## Directions
Reproduce every line of the listing below without alteration, omitting the pictures.

Stored dataset items:
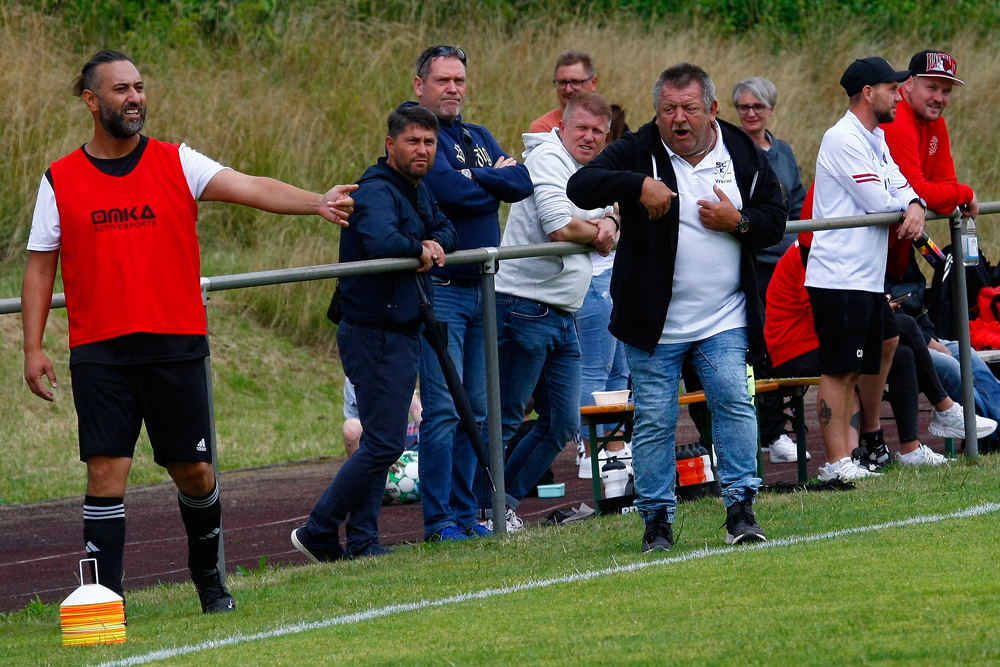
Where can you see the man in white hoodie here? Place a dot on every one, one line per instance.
(537, 296)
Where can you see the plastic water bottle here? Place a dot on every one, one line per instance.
(970, 244)
(928, 250)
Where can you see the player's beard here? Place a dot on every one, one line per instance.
(115, 123)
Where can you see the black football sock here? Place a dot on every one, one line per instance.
(203, 522)
(104, 538)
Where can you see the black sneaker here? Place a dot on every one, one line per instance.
(741, 524)
(871, 452)
(215, 597)
(659, 536)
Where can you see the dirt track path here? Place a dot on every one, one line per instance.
(43, 541)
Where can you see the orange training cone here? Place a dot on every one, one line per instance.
(92, 614)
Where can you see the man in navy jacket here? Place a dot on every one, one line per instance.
(378, 336)
(697, 199)
(469, 180)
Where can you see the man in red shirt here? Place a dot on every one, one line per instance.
(120, 213)
(918, 137)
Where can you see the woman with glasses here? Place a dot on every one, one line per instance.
(754, 99)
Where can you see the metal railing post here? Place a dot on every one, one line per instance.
(221, 562)
(493, 391)
(960, 299)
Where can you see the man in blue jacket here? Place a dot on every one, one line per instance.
(469, 180)
(697, 199)
(394, 216)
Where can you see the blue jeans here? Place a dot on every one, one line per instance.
(447, 460)
(603, 363)
(721, 364)
(987, 388)
(540, 357)
(382, 365)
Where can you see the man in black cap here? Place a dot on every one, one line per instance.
(856, 175)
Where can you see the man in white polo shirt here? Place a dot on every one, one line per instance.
(697, 200)
(855, 175)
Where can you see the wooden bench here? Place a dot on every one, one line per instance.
(620, 417)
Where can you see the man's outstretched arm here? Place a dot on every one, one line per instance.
(274, 196)
(36, 299)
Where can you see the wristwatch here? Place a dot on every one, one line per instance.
(744, 224)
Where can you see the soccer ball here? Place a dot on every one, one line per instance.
(404, 485)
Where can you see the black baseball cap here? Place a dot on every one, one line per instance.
(868, 72)
(935, 63)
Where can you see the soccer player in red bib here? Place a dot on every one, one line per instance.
(121, 212)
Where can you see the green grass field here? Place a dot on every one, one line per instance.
(888, 589)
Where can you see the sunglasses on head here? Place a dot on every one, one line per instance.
(442, 51)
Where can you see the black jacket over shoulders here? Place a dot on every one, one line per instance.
(642, 282)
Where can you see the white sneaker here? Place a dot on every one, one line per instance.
(514, 522)
(921, 456)
(785, 450)
(951, 424)
(845, 469)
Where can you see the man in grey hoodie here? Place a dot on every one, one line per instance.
(537, 296)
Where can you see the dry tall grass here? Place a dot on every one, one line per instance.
(314, 113)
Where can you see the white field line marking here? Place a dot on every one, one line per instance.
(381, 612)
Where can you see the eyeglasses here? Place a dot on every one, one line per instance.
(744, 109)
(442, 51)
(574, 84)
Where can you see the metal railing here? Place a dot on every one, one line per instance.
(487, 258)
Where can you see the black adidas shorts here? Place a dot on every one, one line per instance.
(851, 326)
(112, 402)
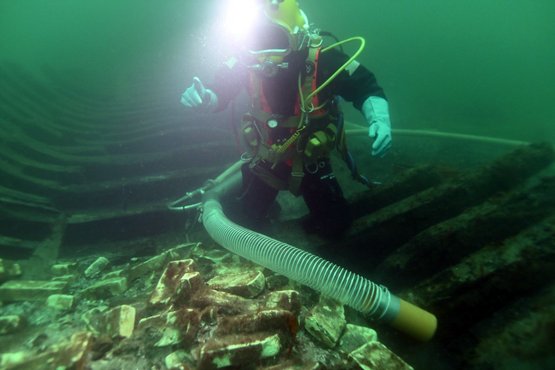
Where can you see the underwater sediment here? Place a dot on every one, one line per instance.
(469, 238)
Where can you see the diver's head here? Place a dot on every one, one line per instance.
(269, 30)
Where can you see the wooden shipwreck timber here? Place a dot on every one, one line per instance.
(463, 229)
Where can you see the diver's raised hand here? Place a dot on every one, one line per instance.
(376, 112)
(198, 98)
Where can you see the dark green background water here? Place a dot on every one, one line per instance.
(474, 66)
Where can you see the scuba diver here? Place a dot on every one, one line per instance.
(295, 121)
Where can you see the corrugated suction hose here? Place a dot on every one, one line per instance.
(331, 280)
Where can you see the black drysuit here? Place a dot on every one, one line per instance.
(329, 211)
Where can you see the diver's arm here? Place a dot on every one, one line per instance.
(359, 86)
(227, 83)
(198, 98)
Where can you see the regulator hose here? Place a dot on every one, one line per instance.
(350, 289)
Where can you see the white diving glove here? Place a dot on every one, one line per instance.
(198, 98)
(376, 112)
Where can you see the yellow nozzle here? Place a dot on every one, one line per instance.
(414, 321)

## Complete answer
Where can you see the man in white hoodie here? Place a dot on every one, one line per instance.
(537, 296)
Where can you see the plastic water bottle here? Place a dot on every one, one line per instance.
(970, 244)
(928, 250)
Where can you see the player's beard here? Place a dot on every one, one line per instance.
(115, 123)
Where can you see the black football sock here? Place a dot on every one, one line per instance.
(203, 522)
(104, 538)
Where can you see the black sneaker here? Place a dot on every one, one line per instance.
(741, 524)
(871, 452)
(215, 597)
(659, 536)
Where can you see the dirt track path here? Place a dot on every one, one line per instance.
(43, 541)
Where can you see the orange training cone here? Place a dot on every one, one line per instance.
(92, 614)
Where can you see the man in navy jacket here? Place a dot on every one, one line per instance.
(378, 336)
(697, 199)
(469, 180)
Where can you see the man in red shirt here? Place a dot on every one, one line per instance.
(120, 213)
(918, 137)
Where can you see the woman with glasses here? Place a dot on every one, one line per instance.
(754, 99)
Where can you see the metal railing post here? Place a dot on every one, one line per instance.
(221, 562)
(493, 391)
(960, 299)
Where can you see the man in blue jacket here? Place a dot on every one, one line per instance.
(469, 180)
(697, 199)
(394, 216)
Where can you see the blue jeans here? Place a dot on every one, one line per instance.
(447, 460)
(603, 363)
(721, 364)
(987, 388)
(540, 357)
(382, 365)
Where can you see the man in black cap here? Place a dot on every one, one line per instance.
(856, 175)
Where can you see the man in white polo shirt here? Place a dot on every one, one line per instance.
(697, 200)
(855, 175)
Where can you see the wooden bench here? Place a dot on every one, one line per instance.
(620, 417)
Where can you see the man's outstretched arm here? Place a dot on every one, one line per instance.
(274, 196)
(36, 299)
Where can you see the wristwatch here? Place a dot on every one, one line per instance.
(744, 224)
Where can you see the soccer ball here? Place a dot on every one, one line per instance.
(404, 485)
Where can you see the black baseball cap here? Place a dot on every one, one line per instance.
(868, 72)
(935, 63)
Where can you see the soccer player in red bib here? Place a dot on every one, one line per instance.
(121, 212)
Where can you see the green grass field here? Place a dot on every one, one line per instance.
(888, 589)
Where can you see the sunglasses on head here? Place a dot on every one, one line per instance.
(442, 51)
Where can you see the black jacket over shoulders here? Place a dot on every one, one line per instance.
(642, 282)
Where can you see the white sneaker here? Place a dot on every one, one line per instance.
(514, 522)
(921, 456)
(785, 450)
(951, 424)
(845, 469)
Where can you see the man in grey hoodie here? Place a dot on every one, one line per instance.
(537, 296)
Where can you see the dry tall grass here? Place a dot on every one, one line per instance.
(314, 113)
Where can you see the white field line marking here? Place a dot on every one, one line per instance.
(381, 612)
Where can you see the eyeglasses here? Place a dot on every one, one line per instance.
(744, 109)
(442, 51)
(574, 84)
Where can you see the metal railing here? Place a dot on every one, one line per instance.
(487, 258)
Where can you see the black adidas shorts here? Place a dot on every one, one line per instance.
(851, 326)
(112, 402)
Where can you see the underwater sediment here? Place a dot on every one, one line per instance.
(469, 238)
Where can you see the diver's head here? Place a dot on every one, one line per instance.
(269, 30)
Where can you see the wooden shipwreck timber here? Place a dot on every one, one line per instance.
(463, 229)
Where can you see the diver's raised hand here? Place a dot on every one, one line per instance.
(376, 112)
(198, 98)
Where can you see the dark green background water here? Place a dot on every one, one line per instance.
(474, 66)
Where can you see the scuba diver here? Place a dot on every one, one line per instance.
(295, 121)
Where can you see the corrugated suction hose here? Place a dot on every one, one line per instance.
(331, 280)
Where can you see the black drysuit here? Place a dot on every one, one line per instance.
(329, 211)
Where can you see the diver's arm here? Place a dot on every one, one line per instance.
(359, 86)
(227, 83)
(198, 98)
Where can you see the regulator hose here? Place a dot on every one, one line per instance.
(350, 289)
Where can you see the white diving glove here? Place a dot on every one, one line per instance.
(198, 98)
(376, 112)
Where can you see the yellow nozzle here? Place a dot on every one, one line per instance.
(414, 321)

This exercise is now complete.